65      No entanto, nem as referidas disposições nem nenhuma outra disposição da Diretiva 2009/119 definem os termos «operador económico». Nestas condições, o significado e o alcance destes termos devem ser determinados, segundo jurisprudência constante, de acordo com o sentido habitual destes na linguagem corrente, tendo em atenção o contexto em que são utilizados e os objetivos prosseguidos pela regulamentação de que fazem parte (Acórdão de 12 de junho de 2018, Louboutin e Christian Louboutin, C‑163/16, EU:C:2018:423, n.o 20 e jurisprudência referida).

66      A este respeito, antes de mais, há que constatar que os termos «operador económico» remetem, geralmente, para qualquer pessoa singular ou coletiva que exerça uma atividade económica.

67      No que respeita, em seguida, ao contexto em que estes termos são utilizados, há que observar que o artigo 7.o, n.o 1, terceiro parágrafo, da Diretiva 2009/119 distingue, em substância, o operador económico, na aceção desta diretiva, da ECA, a qual, segundo a redação desta disposição «tem a forma de um organismo ou serviço sem fins lucrativos que funciona no interesse geral».

————

Exercício proposto 1: Cite dos registos, sem qualquer alteração, as linhas situadas entre a que contém «Which region of the photo contains the metal» e a que contém «(104, 62), (348, 384)», ambas incluídas.
Exercício proposto 2: Redija a continuação do artigo sobre o conceito de «operador económico» na Diretiva 2009/119, a partir do ponto em que termina.

(Registos sobre a localização de objetos nomeados)
————

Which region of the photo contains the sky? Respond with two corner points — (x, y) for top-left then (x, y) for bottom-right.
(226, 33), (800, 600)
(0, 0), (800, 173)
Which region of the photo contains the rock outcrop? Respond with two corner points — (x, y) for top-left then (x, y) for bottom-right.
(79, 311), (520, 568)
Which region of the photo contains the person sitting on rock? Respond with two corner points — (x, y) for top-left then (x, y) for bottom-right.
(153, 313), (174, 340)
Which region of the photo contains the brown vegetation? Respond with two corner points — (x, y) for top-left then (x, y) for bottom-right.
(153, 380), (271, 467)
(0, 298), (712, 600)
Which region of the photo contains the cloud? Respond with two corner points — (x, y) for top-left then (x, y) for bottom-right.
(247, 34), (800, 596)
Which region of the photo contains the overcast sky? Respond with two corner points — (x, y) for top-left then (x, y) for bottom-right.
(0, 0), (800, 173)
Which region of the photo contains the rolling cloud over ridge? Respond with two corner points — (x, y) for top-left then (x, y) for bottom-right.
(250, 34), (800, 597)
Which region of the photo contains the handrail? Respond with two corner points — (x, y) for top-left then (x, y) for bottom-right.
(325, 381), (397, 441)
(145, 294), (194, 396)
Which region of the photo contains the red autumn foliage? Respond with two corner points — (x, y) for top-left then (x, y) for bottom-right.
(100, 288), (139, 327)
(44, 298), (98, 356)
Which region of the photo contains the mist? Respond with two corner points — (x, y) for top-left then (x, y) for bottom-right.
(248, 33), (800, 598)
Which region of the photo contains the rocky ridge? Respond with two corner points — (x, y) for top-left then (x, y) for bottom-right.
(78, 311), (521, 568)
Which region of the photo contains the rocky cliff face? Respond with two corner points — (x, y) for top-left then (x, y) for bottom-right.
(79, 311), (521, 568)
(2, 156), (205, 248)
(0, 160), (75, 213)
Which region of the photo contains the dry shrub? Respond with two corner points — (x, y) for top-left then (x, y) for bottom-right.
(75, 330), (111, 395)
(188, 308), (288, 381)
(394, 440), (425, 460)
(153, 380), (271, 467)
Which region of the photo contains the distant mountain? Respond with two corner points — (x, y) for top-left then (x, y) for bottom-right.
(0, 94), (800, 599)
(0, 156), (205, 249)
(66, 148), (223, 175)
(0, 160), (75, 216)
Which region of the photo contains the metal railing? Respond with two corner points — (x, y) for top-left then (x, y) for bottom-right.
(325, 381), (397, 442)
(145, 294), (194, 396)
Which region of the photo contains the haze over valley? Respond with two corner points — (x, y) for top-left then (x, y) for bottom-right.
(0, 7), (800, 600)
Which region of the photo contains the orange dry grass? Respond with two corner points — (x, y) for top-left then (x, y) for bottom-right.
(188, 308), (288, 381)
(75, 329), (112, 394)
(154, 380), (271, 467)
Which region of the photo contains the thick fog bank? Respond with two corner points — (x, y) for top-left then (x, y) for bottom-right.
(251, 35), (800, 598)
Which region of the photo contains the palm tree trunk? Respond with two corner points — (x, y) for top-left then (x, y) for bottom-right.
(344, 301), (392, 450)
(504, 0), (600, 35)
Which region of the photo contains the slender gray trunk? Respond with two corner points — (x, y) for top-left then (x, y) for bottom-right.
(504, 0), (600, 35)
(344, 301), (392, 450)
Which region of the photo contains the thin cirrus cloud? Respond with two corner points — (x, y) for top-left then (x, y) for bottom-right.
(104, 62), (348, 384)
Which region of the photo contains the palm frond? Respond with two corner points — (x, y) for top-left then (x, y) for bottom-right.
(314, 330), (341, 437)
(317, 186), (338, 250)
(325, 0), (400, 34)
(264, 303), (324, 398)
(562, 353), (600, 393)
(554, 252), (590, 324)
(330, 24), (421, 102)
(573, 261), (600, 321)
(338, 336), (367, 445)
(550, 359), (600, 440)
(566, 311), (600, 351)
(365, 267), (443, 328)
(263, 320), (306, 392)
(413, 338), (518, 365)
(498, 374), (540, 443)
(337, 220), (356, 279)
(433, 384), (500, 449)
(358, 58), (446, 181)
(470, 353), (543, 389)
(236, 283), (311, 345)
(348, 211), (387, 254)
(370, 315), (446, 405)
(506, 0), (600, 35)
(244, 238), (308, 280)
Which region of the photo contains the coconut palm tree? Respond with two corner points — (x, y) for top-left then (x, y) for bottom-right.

————

Resposta final 1:
Which region of the photo contains the metal railing? Respond with two corner points — (x, y) for top-left then (x, y) for bottom-right.
(325, 381), (397, 442)
(145, 294), (194, 396)
Which region of the photo contains the haze over valley? Respond with two corner points — (x, y) for top-left then (x, y) for bottom-right.
(0, 7), (800, 600)
Which region of the photo contains the orange dry grass? Respond with two corner points — (x, y) for top-left then (x, y) for bottom-right.
(188, 308), (288, 381)
(75, 329), (112, 394)
(154, 380), (271, 467)
Which region of the photo contains the thick fog bank? Respond with two corner points — (x, y) for top-left then (x, y) for bottom-right.
(251, 35), (800, 598)
Which region of the photo contains the palm tree trunk? Respond with two corner points — (x, y) for top-left then (x, y) for bottom-right.
(344, 301), (392, 450)
(504, 0), (600, 35)
Which region of the photo contains the slender gray trunk? Respond with two corner points — (x, y) for top-left then (x, y) for bottom-right.
(504, 0), (600, 35)
(344, 301), (392, 450)
Which region of the photo contains the thin cirrus cloud? Respond with two corner points — (x, y) for top-left then (x, y) for bottom-right.
(104, 62), (348, 384)

Resposta final 2:
68      Por último, à luz do objetivo da Diretiva 2009/119, que consiste em garantir um elevado nível de segurança do aprovisionamento em petróleo na União, justifica‑se considerar operadores económicos, na aceção desta diretiva, nomeadamente os operadores cuja atividade esteja relacionada com os produtos energéticos abrangidos pela secção 3.4 do anexo A do Regulamento n.o 1099/2008. Trata‑se, em particular, dos produtores, dos importadores e dos comerciantes desses produtos, bem como dos fabricantes que os utilizam para fins de produção.

69      À luz de todas as razões precedentes, há que responder à primeira questão em cada um dos presentes processos apensos que os artigos 3.o e 8.o da Diretiva 2009/119 devem ser interpretados no sentido de que não se opõem a uma legislação nacional ao abrigo da qual pode ser imposta uma obrigação de criar e de manter reservas de segurança a um operador económico que efetuou importações de produtos energéticos abrangidos pela secção 3.4 do anexo A do Regulamento n.o 1099/2008.

 Quanto à terceira a quinta questões

70      Com a terceira a quinta questões em cada um dos presentes processos apensos, que há que examinar em conjunto, o órgão jurisdicional de reenvio pergunta, em substância, se as disposições da Diretiva 2009/119, lidas à luz do artigo 17.o e do artigo 52.o, n.o 1, da Carta, devem ser interpretadas no sentido de que se opõem a que a importação, por um operador económico, de produtos energéticos abrangidos por uma categoria de produtos prevista na secção 3.4 do anexo A do Regulamento n.o 1099/2008 imponha a esse operador a obrigação de criar e manter reservas de segurança de um produto energético abrangido por outra categoria de produtos referida nessa secção, mesmo que o referido operador não utilize esse produto no âmbito da sua atividade económica, com a qual não tenha nenhuma relação, e que essa obrigação constitua um encargo financeiro significativo para ele.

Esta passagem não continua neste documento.